# The villagers won't let me leave their homes!



## gamerlady (Dec 2, 2021)

Is there a certain amount of time I have to stay when an animal invites me to their home? I stayed at least 5 minutes and every time I get ready to leave the villager requests that I stay longer. I keep trying, and I CAN'T LEAVE! I had to exit the game to leave.


----------



## xSuperMario64x (Dec 2, 2021)

cant recall if this has ever happened to me (I think maybe once or twice), but when you visit a villager it doesn't really matter how long you stay. what does matter is that you talk to them multiple times (I would talk to them like 5-6 times to be sure). also interact with their furniture while you're at it. they'll eventually let you leave.


----------



## LadyDestani (Dec 2, 2021)

I've never had a villager keep me from leaving their house before. They usually say something about me leaving so soon regardless of how much time I've spent there, but I can always leave. I usually just talk to them 3-5 times and then go.


----------



## gigii (Dec 2, 2021)

______

Tasks to complete:
[1] Copy the forum thread about visiting villagers, verbatim from "cant recall if" to "and then go.".
[2] From the records, list every line that contains the word "tree", matching its case exactly.

______

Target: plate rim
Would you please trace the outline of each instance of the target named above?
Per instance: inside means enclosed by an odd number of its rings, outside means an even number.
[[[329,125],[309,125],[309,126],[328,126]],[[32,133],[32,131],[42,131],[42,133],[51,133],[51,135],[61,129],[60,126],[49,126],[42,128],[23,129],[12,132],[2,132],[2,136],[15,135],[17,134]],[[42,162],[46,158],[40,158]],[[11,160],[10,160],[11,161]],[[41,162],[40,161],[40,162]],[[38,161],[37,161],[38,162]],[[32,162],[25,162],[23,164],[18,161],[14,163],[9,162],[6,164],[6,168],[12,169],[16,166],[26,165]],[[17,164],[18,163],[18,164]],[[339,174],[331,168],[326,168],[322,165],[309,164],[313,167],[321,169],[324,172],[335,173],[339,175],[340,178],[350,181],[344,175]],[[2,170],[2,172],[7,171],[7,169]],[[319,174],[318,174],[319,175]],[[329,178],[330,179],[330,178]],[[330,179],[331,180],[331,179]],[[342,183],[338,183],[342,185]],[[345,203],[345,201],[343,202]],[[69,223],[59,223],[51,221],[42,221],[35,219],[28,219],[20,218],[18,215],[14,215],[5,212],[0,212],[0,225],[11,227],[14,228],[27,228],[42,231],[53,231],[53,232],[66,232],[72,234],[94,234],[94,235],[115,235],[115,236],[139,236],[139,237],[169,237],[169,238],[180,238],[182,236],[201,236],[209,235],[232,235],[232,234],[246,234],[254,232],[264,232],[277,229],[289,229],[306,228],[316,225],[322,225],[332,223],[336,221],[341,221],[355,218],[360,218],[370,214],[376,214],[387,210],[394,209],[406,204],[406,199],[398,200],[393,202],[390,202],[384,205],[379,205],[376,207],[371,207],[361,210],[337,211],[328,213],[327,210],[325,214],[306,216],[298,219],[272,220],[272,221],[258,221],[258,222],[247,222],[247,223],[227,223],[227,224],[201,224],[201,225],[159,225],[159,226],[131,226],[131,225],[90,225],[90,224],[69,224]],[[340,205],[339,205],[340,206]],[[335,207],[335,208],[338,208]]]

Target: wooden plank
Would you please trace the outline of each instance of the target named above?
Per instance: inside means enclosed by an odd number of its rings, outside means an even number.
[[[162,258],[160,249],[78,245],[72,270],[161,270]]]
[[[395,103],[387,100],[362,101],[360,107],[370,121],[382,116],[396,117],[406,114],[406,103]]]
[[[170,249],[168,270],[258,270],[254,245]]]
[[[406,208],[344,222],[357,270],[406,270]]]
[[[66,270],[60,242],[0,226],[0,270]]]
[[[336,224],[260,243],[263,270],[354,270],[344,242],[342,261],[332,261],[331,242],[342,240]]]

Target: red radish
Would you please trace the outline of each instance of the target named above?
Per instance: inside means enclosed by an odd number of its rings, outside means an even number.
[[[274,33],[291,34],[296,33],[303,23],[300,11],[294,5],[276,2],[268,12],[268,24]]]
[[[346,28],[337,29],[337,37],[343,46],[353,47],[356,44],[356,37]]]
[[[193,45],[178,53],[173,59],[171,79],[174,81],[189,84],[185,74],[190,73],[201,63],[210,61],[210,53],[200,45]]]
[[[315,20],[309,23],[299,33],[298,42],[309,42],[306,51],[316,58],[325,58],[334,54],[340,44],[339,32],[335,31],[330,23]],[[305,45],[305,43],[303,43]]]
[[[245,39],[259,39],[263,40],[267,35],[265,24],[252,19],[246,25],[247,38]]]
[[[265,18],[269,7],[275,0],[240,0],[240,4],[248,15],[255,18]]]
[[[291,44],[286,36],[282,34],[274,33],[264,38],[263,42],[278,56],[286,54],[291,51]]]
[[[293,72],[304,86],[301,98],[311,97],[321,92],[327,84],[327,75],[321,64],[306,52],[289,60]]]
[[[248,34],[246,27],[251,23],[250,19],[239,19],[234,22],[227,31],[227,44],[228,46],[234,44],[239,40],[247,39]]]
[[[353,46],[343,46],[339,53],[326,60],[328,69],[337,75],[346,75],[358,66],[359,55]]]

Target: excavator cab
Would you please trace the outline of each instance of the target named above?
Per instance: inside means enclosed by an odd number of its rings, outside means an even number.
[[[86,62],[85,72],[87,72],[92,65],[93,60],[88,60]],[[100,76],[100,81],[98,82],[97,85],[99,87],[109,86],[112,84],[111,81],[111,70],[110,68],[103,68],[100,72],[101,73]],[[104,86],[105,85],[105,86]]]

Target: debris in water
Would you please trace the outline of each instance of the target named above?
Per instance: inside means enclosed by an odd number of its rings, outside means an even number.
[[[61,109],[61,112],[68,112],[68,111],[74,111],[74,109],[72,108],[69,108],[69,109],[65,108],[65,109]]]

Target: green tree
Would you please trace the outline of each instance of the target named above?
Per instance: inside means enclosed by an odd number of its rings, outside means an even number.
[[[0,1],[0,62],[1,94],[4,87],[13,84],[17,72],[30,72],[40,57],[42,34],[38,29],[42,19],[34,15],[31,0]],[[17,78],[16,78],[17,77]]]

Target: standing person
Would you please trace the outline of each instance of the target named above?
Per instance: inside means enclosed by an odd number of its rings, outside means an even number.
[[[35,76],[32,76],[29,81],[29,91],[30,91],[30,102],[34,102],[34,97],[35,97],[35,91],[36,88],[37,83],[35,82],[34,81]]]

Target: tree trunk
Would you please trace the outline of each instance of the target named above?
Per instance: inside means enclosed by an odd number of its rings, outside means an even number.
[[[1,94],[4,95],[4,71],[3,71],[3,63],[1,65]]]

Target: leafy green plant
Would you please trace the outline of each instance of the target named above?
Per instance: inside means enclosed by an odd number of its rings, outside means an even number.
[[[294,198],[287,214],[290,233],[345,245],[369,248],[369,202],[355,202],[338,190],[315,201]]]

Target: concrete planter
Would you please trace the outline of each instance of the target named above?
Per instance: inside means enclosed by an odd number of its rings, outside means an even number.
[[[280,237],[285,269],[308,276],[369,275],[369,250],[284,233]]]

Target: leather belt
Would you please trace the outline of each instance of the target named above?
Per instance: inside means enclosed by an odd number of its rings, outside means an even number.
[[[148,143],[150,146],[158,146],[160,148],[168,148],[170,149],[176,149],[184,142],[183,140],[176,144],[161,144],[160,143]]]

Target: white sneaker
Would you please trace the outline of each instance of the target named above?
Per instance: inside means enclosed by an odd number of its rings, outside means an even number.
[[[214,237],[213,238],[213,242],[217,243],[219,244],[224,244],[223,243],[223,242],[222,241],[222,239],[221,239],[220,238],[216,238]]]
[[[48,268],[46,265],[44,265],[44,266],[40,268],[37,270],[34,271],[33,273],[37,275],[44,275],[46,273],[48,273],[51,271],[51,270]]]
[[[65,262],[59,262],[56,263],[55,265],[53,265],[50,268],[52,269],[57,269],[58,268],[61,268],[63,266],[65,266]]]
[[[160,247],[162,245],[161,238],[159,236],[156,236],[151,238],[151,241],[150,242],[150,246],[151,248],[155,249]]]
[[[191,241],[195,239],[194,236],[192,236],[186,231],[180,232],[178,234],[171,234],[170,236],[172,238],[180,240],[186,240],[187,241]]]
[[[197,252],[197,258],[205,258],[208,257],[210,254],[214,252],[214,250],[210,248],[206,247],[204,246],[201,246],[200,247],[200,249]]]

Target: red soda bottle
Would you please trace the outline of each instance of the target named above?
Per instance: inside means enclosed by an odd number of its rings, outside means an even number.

______

Solutions by task:
[1]
cant recall if this has ever happened to me (I think maybe once or twice), but when you visit a villager it doesn't really matter how long you stay. what does matter is that you talk to them multiple times (I would talk to them like 5-6 times to be sure). also interact with their furniture while you're at it. they'll eventually let you leave.


----------



## LadyDestani (Dec 2, 2021)

I've never had a villager keep me from leaving their house before. They usually say something about me leaving so soon regardless of how much time I've spent there, but I can always leave. I usually just talk to them 3-5 times and then go.

[2]
Target: green tree
Target: tree trunk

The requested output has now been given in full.